_SET PROBLEM_: Reproduce the listing below in full and without alteration, apart from its pictures.

_SOURCE MATERIAL_:
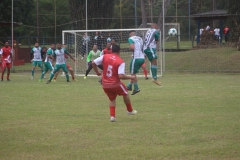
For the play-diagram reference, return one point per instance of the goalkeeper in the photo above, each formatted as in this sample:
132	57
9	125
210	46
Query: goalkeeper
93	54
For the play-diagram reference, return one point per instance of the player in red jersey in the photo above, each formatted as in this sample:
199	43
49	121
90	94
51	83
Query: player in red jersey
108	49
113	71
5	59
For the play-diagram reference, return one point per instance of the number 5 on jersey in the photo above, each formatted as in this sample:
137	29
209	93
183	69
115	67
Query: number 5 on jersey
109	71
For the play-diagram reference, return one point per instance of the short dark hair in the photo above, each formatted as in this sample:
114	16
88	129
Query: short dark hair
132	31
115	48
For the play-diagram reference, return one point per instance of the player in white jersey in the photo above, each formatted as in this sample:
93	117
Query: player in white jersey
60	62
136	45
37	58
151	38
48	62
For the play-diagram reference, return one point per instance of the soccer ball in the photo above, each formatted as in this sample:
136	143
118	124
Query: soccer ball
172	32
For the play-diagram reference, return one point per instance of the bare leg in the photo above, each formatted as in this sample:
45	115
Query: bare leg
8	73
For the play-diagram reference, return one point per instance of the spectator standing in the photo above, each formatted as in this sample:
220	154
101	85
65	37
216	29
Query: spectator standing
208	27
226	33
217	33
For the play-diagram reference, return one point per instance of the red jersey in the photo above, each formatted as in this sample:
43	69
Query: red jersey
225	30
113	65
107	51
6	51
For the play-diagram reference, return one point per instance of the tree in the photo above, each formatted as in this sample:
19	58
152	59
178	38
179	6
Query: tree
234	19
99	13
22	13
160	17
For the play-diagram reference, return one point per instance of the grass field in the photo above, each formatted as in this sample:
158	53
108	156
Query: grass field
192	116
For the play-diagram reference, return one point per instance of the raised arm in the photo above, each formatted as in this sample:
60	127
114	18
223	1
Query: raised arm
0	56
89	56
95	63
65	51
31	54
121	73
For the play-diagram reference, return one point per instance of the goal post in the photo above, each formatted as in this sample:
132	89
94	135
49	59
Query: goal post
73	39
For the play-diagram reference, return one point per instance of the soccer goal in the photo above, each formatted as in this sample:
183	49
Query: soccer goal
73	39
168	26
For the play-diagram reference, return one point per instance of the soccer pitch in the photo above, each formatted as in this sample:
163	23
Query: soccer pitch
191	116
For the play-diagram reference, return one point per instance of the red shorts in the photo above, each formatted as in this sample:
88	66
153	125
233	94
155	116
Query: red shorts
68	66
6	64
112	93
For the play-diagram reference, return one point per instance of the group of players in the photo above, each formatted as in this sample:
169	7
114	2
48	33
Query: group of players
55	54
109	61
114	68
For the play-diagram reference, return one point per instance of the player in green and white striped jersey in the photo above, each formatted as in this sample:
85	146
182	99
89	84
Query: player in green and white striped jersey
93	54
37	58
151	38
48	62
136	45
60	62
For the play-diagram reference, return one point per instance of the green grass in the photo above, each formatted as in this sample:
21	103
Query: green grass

_TASK SOLUTION_:
For the play-diagram reference, return one point per instance of the goalkeeper in the photo above, each formatted as in this sample:
132	57
9	125
210	46
Query: goalkeeper
93	54
For the play-diagram reference, return one point per instance of the player in red jersey in the photo above, each formatted as in this sample:
199	43
49	121
90	94
51	83
Query: player in red jersey
108	49
113	71
5	59
For the play-diagram reference, return one point per instance of the number 5 on jersey in the photo above, each formatted as in this sample:
137	29
209	93
183	69
115	67
Query: number 5 on jersey
109	71
For the play-diagram reference, return one point per instance of the short dark hair in the photo above, each formatted as in this sample:
114	16
88	129
Query: short dark hair
132	31
115	48
For the play-diagram reference, return one point per instance of the player in white jersey in the photo above, each formatted as in this sample:
93	117
Query: player in white jersey
60	62
136	45
37	58
151	38
48	62
For the play-diagram reference, return one point per instance of the soccer ball in the photo above, each formatted as in this sample:
136	143
118	124
Query: soccer ball
172	32
For the play-diagram reference, return one point per instance of the bare leg in the photo above, each formatted as in this sample:
45	115
Query: bare leg
8	73
For the play-diagram reference, return one point per instance of the spectator standing in the photo above, each formatted as in this sample:
220	154
101	85
65	37
216	29
Query: spectator standing
208	27
226	33
217	33
For the play-diagram reference, return one point per instance of the red jersey in the photo above, each formatted as in this sample:
43	69
Query: red jersey
225	30
113	65
107	51
6	51
For the play-diagram reference, return one point per instance of the tree in the photo above, each formatted as in this sample:
19	58
152	59
178	38
179	6
Query: tree
234	19
99	13
22	13
160	17
For the play-diagram reference, return one point per instance of the grass field in the photo above, each formatted as in this sample:
158	53
108	156
Query: grass field
192	116
For the play-diagram reference, return one point per instance of the raised arm in the photo above, each formatted as in this sample:
60	127
114	18
223	1
Query: raised arm
0	56
89	56
95	63
65	51
31	54
121	73
For the play-diagram reference, return one point per instance of the goal post in the photo above, each formatted as in this sample:
132	89
94	135
49	59
Query: goal post
73	39
For the play-diagram reference, return one point per instance of the soccer goal in the photo above, each formatted as in this sample:
183	49
Query: soccer goal
73	39
168	26
For the play-diagram reference, return one point per instance of the soccer pitch in the photo above, each formatted as in this sample:
163	23
Query: soccer pitch
191	116
For the play-diagram reference, return one point per instance of the red shorts in the photo above, each formatted as in this sample:
88	66
153	125
233	94
155	116
Query: red shorts
68	66
6	64
112	93
For the play-diagram reference, return one point per instance of the group of players in the photo above, each formatted as in this sample:
169	7
114	2
48	33
Query: group of players
55	54
109	61
114	68
For the play-diagram reference, return one point per instance of the player in green and white striped jersey in the photo above, each formatted as in this sample:
85	146
182	99
89	84
Query: player in green and white striped jersey
93	54
37	58
151	38
48	62
136	45
60	62
For the play-diagram reference, return one point per instance of the green grass in the photo above, each formatted as in this sample:
21	103
Query: green grass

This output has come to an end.